=== Material ===
######
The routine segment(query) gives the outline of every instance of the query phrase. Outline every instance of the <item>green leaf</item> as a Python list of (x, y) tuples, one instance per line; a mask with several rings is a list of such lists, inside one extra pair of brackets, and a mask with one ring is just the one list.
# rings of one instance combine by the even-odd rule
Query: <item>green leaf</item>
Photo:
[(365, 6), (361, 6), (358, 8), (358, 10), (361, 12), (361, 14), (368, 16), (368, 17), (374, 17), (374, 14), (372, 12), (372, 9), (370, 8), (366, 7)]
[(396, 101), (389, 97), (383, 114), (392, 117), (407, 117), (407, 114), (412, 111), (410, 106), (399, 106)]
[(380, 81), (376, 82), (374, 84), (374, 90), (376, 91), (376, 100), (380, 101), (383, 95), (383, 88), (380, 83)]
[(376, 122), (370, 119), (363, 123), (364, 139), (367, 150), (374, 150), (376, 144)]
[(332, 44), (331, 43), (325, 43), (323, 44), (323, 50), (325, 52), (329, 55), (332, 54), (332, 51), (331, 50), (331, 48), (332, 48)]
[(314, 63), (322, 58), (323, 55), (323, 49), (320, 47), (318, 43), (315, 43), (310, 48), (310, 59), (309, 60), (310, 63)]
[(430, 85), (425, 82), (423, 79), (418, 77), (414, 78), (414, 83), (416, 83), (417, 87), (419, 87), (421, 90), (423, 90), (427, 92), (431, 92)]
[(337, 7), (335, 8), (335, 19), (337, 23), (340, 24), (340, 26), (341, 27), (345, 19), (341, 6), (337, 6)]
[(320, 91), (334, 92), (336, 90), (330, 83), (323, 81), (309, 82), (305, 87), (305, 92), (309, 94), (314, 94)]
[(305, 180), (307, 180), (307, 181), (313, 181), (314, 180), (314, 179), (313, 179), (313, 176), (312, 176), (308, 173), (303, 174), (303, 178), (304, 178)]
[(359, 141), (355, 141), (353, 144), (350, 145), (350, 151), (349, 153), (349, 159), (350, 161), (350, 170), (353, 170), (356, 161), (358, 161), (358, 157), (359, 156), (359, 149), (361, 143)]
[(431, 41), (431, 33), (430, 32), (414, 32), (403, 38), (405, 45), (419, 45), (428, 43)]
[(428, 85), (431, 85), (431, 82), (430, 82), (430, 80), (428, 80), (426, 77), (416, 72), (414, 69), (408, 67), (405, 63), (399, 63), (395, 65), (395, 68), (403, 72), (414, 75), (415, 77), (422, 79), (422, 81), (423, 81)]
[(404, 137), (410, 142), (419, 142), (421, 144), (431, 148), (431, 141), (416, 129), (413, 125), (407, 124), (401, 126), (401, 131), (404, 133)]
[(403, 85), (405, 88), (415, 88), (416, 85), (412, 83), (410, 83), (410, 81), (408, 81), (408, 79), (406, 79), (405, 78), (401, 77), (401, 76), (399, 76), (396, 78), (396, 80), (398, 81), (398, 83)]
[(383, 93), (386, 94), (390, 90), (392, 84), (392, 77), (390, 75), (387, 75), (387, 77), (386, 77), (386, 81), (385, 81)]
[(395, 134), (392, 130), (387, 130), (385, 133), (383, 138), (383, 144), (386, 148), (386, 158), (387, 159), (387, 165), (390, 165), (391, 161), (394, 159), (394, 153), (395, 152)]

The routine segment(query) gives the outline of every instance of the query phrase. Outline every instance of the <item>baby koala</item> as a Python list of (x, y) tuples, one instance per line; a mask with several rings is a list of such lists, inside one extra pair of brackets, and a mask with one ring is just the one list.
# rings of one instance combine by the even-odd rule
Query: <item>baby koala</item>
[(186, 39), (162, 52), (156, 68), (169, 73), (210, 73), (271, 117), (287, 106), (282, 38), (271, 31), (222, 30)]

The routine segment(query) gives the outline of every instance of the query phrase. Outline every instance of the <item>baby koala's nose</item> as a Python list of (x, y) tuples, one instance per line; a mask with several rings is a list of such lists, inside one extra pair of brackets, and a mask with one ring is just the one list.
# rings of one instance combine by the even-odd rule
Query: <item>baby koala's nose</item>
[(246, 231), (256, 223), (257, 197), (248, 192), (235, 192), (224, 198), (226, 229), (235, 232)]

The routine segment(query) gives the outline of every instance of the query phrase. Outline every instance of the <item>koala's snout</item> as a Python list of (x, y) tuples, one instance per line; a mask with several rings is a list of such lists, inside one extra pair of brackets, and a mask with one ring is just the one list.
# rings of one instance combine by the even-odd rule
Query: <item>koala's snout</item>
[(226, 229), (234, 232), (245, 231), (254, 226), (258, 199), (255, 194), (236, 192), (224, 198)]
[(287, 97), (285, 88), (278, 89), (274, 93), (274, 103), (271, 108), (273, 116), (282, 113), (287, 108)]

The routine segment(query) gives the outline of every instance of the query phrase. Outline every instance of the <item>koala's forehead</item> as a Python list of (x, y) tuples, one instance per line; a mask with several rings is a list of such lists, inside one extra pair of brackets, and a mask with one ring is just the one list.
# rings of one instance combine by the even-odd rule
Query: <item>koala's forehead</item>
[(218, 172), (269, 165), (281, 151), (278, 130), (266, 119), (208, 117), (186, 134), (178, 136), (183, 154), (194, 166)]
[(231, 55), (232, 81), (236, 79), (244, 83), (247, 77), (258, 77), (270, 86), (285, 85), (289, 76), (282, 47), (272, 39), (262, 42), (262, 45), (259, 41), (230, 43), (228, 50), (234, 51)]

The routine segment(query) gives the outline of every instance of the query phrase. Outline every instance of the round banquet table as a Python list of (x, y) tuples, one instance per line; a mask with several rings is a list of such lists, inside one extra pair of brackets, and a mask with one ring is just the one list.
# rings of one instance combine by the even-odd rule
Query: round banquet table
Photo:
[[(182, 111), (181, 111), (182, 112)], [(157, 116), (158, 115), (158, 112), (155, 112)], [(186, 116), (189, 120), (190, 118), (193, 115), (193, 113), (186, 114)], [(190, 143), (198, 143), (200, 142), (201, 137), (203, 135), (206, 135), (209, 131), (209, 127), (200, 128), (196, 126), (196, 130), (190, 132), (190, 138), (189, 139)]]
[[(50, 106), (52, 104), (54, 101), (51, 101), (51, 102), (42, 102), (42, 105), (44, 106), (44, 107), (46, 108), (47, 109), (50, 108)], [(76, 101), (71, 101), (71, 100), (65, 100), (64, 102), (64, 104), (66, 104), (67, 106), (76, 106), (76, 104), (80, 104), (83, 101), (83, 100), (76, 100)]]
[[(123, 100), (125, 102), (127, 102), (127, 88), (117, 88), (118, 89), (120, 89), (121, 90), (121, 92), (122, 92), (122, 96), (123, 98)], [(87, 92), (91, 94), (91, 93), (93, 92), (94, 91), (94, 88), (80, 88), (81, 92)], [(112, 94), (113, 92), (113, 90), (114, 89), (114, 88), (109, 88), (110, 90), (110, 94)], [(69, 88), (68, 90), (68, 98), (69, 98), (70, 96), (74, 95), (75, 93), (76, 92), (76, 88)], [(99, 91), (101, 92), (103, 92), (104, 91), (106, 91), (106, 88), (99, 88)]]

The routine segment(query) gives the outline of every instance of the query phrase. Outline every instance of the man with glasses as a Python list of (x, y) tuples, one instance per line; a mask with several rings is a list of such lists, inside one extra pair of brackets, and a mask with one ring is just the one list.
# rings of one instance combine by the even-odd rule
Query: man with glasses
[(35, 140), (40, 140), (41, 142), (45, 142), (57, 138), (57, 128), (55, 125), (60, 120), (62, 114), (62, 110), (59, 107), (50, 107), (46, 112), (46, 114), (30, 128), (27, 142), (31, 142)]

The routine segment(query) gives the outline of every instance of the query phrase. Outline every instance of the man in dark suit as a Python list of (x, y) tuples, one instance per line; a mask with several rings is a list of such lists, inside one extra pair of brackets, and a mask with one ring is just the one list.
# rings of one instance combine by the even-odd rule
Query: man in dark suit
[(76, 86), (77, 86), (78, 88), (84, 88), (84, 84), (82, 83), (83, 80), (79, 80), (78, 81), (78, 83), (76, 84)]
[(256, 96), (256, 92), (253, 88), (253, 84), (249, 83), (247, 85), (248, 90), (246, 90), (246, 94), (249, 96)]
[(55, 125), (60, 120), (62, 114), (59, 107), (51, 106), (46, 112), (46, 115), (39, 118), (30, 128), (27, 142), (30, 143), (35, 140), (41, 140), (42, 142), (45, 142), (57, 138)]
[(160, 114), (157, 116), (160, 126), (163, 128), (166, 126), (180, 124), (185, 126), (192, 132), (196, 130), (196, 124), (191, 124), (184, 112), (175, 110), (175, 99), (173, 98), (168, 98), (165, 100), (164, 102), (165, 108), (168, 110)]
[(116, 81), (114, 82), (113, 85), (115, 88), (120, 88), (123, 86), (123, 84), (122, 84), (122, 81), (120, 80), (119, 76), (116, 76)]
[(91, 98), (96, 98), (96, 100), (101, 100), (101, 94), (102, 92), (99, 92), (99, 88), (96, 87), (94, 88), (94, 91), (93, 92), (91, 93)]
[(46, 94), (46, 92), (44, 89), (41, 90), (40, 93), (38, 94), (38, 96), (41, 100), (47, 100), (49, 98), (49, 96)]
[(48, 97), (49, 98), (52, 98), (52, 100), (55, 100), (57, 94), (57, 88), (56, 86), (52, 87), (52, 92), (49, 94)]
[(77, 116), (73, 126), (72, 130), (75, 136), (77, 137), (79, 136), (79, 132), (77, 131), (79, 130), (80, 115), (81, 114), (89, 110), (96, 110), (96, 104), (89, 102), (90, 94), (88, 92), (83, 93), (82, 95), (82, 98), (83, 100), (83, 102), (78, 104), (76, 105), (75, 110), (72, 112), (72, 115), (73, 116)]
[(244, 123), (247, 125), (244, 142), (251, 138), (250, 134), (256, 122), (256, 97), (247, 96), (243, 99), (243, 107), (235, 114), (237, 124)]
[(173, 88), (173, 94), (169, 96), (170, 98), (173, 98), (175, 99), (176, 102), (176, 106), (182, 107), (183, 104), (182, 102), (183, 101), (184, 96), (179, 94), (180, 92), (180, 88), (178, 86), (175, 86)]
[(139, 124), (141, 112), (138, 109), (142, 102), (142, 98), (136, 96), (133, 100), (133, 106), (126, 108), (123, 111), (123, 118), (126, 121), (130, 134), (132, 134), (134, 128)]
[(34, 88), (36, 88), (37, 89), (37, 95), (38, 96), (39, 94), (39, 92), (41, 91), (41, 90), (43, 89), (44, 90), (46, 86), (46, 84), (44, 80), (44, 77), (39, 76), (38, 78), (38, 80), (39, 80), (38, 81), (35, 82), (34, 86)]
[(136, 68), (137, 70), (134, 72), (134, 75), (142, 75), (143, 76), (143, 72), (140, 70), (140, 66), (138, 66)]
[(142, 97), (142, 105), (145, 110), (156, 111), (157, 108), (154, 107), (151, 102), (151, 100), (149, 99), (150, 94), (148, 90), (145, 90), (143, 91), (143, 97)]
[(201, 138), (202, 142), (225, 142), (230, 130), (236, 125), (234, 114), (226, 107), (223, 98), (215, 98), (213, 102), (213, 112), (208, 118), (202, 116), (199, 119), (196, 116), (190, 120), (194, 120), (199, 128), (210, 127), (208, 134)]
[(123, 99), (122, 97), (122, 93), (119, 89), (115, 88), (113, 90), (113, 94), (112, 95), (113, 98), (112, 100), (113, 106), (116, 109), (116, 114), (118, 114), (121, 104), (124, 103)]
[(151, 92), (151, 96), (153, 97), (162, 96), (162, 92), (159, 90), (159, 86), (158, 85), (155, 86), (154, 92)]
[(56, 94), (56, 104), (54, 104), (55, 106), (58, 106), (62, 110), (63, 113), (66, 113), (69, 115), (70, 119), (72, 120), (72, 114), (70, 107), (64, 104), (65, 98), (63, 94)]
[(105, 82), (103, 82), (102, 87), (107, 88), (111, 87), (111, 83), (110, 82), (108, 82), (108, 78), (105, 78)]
######
=== Direction ===
Convert the lines starting at the one containing "the man with" and ending at the one containing "142), (31, 142)]", both included, into a Markdown table with the columns Row and Text. Number each line in Row and skip any blank lines.

=== Expected answer ===
| Row | Text |
|---|---|
| 1 | The routine segment(query) gives the outline of every instance of the query phrase. Outline every instance of the man with glasses as a Python list of (x, y) tuples, one instance per line; a mask with several rings is a list of such lists, inside one extra pair of brackets, and a mask with one ring is just the one list. |
| 2 | # rings of one instance combine by the even-odd rule |
| 3 | Query: man with glasses |
| 4 | [(35, 140), (40, 140), (41, 142), (45, 142), (57, 138), (57, 128), (55, 125), (60, 120), (62, 114), (62, 110), (59, 107), (50, 107), (46, 112), (46, 114), (30, 128), (27, 142), (31, 142)] |